** Begin SOURCE TEXT **

Solar power used to be a prohibitively expensive technology, but recently, the cost of residential solar panel systems has dropped … by a lot. And what once seemed like a futuristic option is finally taking off.
“Solar is one of very few home improvements that starts paying for itself the minute it is installed and turned on,” says Mike Newman, an outreach manager for Clean Markets, a firm in Philadelphia that works with businesses to maximize energy efficiency.
In general, he says, homeowners can recover the upfront cost in as little as three to four years—or as far out as 10 years or more—depending on local utility, state, and federal incentives, as well as the cost of electricity.
Now that China and other nations are churning out lower-cost panels, prices have dropped across the board. Improvements in technology have also driven down costs, Newman says. The Solar Energy Industries Association reported in January that prices had dropped 53% since 2010, and the National Renewable Energy Laboratory forecasts continuing double-digit declines for the next few years, although perhaps at a slower pace.
And companies offering solar leases allow homeowners to take advantage of lower prices without the upfront cost of buying the solar technology, or the cost and hassle of maintenance.

** End SOURCE TEXT **
** Begin STORED ROWS **

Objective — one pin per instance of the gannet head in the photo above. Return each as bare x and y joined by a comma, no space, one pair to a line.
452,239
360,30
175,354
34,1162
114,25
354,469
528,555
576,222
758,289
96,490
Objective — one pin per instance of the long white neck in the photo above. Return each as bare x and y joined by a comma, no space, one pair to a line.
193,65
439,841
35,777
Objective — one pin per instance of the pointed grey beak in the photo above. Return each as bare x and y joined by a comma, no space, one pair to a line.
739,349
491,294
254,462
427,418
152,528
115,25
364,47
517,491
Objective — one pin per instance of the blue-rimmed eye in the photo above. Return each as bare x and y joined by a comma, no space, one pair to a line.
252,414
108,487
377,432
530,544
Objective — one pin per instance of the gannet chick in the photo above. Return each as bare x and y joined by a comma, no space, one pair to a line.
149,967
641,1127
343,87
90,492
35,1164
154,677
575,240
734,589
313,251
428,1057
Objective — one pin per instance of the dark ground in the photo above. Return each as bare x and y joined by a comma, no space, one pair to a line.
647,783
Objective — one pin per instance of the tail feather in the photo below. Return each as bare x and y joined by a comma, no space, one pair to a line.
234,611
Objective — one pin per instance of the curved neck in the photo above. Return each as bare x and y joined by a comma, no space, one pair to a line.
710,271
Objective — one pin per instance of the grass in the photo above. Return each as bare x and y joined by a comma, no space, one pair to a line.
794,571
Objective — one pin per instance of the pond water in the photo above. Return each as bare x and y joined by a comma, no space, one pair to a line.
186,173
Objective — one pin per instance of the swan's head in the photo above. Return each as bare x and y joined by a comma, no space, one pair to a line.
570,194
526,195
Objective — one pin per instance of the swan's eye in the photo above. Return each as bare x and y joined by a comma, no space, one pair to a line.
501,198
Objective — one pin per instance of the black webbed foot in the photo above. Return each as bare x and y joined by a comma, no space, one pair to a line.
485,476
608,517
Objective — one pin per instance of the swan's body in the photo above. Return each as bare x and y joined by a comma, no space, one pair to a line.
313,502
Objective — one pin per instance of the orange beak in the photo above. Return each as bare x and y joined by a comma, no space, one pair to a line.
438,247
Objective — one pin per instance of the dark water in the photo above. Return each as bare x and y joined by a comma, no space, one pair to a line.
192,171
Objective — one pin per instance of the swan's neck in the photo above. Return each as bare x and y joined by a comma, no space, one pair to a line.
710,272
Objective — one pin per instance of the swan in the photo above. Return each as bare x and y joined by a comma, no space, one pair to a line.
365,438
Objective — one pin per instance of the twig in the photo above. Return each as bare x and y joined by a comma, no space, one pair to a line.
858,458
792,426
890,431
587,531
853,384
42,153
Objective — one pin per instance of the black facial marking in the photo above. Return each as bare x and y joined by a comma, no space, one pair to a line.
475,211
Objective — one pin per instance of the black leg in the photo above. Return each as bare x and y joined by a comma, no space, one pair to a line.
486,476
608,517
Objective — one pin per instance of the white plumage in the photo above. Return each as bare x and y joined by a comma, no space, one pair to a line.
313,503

** End STORED ROWS **

### GOAL
List every organization named in the solar power text. The material has no connection to the solar power text.

### RESPONSE FOR THIS EXERCISE
Clean Markets, the Solar Energy Industries Association, and the National Renewable Energy Laboratory